Extract every line in the material below that contains the string "front". Treat uppercase and lowercase letters as distinct.

### Working data:
<<<<
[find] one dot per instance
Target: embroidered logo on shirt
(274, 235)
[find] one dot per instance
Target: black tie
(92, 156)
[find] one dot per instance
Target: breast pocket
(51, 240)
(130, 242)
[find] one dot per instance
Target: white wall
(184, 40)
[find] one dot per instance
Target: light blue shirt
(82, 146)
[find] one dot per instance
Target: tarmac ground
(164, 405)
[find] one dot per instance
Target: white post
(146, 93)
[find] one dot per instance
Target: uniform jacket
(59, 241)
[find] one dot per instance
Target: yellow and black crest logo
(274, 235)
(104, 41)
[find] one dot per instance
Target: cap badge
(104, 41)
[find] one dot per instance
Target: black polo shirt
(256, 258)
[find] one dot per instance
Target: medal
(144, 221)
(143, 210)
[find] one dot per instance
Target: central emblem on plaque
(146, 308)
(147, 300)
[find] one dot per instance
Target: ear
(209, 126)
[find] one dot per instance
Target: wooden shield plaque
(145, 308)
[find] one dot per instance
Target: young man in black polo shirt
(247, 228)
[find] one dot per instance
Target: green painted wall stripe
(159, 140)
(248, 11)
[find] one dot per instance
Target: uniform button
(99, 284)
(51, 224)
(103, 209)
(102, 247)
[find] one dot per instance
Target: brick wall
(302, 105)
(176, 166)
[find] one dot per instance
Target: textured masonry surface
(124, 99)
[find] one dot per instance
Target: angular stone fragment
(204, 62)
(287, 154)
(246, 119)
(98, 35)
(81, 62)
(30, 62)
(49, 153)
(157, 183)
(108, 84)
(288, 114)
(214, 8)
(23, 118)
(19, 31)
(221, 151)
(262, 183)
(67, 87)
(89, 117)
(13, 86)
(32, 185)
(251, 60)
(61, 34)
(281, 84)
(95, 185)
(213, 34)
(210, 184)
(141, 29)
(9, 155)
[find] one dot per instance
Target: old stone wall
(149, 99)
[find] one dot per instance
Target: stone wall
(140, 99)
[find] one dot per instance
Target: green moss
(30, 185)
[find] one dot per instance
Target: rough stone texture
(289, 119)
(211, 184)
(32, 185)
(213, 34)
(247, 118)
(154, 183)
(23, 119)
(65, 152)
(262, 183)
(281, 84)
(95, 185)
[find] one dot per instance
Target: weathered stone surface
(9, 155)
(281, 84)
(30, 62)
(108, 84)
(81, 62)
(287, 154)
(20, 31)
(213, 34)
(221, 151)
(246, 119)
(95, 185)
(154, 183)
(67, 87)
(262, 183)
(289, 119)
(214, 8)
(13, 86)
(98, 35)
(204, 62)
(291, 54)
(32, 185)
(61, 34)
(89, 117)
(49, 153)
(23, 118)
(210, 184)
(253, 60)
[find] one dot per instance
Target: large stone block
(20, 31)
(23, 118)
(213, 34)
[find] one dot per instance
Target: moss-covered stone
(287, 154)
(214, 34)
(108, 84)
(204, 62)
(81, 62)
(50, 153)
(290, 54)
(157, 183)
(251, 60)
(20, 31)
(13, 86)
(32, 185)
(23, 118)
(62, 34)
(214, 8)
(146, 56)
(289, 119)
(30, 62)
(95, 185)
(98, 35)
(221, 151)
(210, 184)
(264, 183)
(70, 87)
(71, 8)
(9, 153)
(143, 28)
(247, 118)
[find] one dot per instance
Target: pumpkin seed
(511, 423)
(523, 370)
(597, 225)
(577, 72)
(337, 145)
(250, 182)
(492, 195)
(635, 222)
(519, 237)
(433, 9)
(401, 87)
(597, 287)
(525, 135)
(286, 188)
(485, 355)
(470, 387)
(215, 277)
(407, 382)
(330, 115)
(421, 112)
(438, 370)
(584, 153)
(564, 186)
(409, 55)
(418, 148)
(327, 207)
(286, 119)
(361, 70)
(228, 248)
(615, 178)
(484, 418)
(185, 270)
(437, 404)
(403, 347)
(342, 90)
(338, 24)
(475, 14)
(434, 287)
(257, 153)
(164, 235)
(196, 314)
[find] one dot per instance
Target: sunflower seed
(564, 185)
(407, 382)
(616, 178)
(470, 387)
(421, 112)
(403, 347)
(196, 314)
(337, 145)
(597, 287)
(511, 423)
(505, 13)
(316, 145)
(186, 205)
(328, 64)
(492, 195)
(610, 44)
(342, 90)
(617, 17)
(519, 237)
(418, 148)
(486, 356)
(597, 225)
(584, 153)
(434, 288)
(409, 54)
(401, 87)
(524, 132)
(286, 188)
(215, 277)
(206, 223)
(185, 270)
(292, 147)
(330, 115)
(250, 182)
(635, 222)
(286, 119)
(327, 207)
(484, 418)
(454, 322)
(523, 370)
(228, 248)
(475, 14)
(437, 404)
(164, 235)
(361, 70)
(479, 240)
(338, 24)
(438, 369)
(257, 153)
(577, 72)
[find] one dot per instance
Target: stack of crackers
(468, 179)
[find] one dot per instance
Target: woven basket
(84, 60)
>>>>
<<<<
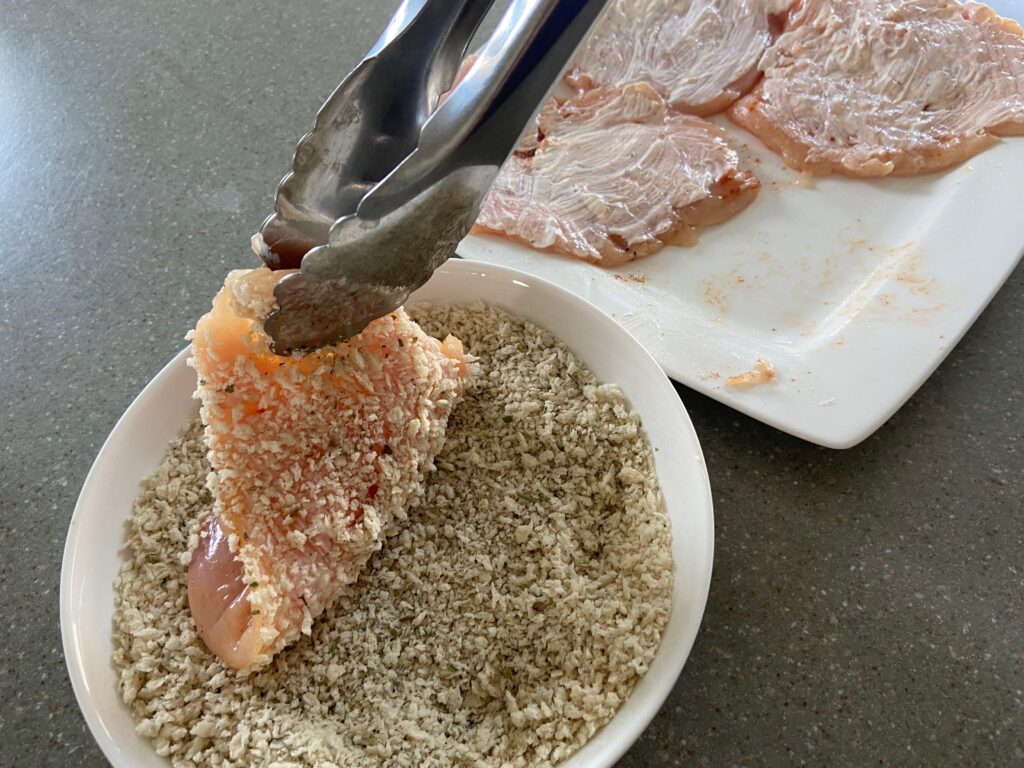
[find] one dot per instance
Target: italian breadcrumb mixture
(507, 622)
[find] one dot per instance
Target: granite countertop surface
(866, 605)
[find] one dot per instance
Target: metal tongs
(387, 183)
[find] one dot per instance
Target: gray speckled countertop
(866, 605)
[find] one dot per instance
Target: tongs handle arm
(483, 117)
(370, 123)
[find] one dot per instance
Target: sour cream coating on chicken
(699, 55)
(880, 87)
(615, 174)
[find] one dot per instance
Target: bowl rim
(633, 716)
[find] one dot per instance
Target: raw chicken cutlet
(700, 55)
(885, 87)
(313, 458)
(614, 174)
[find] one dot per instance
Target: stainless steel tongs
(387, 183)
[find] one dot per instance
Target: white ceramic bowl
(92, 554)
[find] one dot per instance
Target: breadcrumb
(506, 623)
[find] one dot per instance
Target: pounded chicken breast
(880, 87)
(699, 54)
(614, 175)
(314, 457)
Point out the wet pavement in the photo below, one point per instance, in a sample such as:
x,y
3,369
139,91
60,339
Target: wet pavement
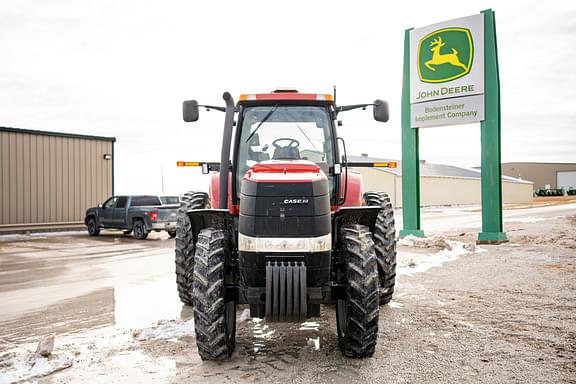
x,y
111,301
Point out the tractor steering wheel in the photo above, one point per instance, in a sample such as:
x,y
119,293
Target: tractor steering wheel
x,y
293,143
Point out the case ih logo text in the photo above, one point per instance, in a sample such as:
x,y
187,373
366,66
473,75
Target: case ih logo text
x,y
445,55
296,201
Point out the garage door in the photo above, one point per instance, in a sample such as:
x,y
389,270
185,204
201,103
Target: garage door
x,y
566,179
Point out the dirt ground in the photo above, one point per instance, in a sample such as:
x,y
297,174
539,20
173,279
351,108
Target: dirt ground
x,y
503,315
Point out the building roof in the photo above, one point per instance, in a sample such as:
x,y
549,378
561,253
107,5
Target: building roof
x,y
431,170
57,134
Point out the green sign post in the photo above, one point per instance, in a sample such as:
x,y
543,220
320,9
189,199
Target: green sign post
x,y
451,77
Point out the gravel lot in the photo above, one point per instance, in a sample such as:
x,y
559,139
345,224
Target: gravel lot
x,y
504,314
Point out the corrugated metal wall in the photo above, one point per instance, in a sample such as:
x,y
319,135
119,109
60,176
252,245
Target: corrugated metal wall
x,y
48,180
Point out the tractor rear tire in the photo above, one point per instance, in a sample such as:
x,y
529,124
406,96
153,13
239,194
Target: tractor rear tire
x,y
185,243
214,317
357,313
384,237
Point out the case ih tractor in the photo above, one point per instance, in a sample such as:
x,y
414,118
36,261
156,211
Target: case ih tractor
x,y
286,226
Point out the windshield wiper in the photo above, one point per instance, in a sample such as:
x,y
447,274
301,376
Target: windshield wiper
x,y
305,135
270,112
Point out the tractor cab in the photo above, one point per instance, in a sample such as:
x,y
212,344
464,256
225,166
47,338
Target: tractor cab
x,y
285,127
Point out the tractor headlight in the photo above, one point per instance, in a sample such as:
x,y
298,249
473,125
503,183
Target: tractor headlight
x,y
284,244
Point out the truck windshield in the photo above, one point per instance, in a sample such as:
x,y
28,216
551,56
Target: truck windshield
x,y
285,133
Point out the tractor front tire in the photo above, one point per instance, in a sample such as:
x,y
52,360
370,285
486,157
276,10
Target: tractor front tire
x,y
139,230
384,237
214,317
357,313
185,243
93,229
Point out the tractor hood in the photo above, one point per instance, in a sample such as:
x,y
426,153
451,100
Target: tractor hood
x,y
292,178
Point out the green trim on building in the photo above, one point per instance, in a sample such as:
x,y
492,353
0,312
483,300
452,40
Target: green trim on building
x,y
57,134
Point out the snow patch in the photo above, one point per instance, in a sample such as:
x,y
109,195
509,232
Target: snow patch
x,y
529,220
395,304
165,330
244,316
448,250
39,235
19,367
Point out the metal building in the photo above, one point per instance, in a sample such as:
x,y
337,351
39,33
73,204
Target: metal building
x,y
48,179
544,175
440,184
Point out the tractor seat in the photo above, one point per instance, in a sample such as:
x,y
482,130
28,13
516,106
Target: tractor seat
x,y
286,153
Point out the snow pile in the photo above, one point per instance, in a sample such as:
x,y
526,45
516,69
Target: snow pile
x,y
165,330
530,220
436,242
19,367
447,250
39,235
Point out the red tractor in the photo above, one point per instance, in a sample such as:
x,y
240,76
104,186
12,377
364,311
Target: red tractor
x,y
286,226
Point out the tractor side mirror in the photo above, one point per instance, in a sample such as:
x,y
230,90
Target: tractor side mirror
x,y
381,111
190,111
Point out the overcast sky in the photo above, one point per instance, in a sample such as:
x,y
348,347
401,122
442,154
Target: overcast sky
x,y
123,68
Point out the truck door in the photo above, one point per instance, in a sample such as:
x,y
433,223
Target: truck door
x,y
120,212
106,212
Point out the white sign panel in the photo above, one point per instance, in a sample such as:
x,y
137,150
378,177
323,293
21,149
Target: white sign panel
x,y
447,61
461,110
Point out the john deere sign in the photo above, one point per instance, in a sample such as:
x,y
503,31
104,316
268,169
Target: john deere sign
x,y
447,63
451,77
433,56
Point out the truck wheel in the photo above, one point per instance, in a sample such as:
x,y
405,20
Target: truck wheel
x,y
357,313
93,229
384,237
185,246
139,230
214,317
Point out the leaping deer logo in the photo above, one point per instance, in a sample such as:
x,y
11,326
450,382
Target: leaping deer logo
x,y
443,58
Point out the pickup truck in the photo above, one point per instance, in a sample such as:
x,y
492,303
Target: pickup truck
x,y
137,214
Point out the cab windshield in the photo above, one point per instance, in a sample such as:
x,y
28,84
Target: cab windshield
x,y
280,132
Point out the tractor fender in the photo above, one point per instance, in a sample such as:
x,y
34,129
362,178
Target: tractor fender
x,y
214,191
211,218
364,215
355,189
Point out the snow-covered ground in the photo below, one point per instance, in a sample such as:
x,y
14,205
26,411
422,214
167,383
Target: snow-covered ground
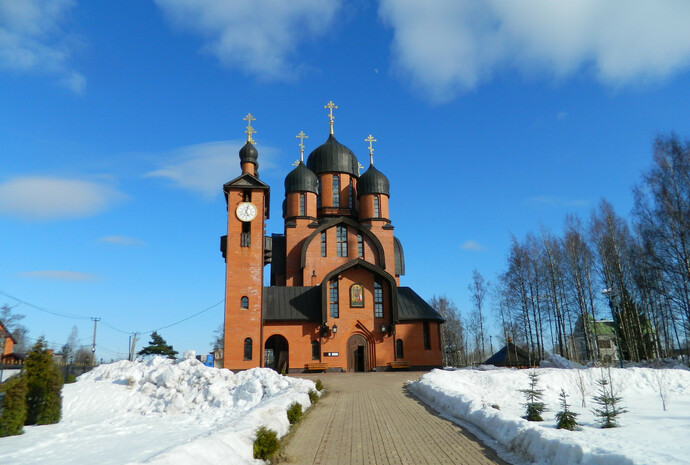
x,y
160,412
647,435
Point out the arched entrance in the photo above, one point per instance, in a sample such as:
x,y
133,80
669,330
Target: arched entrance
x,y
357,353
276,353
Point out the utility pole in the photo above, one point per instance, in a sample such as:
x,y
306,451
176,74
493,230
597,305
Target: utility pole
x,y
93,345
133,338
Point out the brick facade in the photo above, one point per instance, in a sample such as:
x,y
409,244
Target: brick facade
>>>>
<<<<
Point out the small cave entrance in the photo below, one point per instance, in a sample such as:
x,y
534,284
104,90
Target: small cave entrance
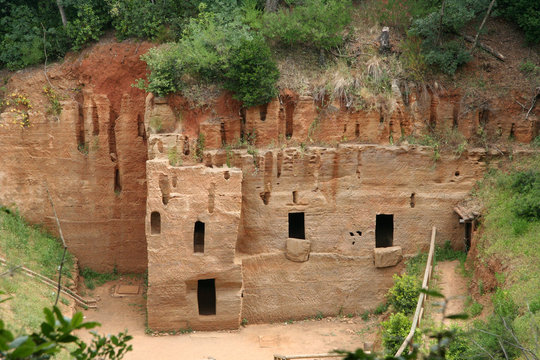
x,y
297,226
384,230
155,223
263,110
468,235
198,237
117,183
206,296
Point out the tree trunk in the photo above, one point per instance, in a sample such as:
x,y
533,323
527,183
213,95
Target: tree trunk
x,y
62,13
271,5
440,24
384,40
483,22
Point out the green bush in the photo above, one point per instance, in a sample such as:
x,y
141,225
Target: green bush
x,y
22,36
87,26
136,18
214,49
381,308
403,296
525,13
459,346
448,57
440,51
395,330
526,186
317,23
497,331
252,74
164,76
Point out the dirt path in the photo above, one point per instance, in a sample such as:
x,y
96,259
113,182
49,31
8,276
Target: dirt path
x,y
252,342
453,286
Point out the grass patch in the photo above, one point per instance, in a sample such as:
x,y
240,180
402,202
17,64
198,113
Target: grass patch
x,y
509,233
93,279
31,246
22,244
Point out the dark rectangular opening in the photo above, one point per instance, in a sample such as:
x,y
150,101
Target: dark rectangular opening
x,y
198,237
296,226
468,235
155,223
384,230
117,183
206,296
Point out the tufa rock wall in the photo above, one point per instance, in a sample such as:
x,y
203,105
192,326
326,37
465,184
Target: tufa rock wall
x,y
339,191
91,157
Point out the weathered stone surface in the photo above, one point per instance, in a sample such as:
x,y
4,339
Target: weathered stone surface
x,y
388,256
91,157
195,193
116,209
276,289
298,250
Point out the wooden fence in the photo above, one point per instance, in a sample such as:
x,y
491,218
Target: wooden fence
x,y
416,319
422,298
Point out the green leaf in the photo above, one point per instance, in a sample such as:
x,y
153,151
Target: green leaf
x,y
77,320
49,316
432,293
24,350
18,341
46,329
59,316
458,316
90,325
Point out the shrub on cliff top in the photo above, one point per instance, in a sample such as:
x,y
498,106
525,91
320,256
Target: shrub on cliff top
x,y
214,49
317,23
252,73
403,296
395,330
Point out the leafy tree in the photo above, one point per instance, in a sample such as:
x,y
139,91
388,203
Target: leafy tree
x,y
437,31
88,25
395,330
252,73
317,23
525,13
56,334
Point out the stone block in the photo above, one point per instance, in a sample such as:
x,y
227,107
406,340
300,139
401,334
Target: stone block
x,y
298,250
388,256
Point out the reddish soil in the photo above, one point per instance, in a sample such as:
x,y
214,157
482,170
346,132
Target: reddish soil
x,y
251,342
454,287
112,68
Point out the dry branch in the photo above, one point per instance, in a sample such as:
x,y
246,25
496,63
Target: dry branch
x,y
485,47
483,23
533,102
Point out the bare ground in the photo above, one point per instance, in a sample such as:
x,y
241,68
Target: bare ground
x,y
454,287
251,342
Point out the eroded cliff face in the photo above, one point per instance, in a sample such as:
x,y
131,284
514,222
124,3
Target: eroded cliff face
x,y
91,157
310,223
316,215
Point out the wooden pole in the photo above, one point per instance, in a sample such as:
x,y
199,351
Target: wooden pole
>>>>
### Written response:
Point out the tractor front tire in the photo above, one point per instance, in a sample such as:
Target: tractor front tire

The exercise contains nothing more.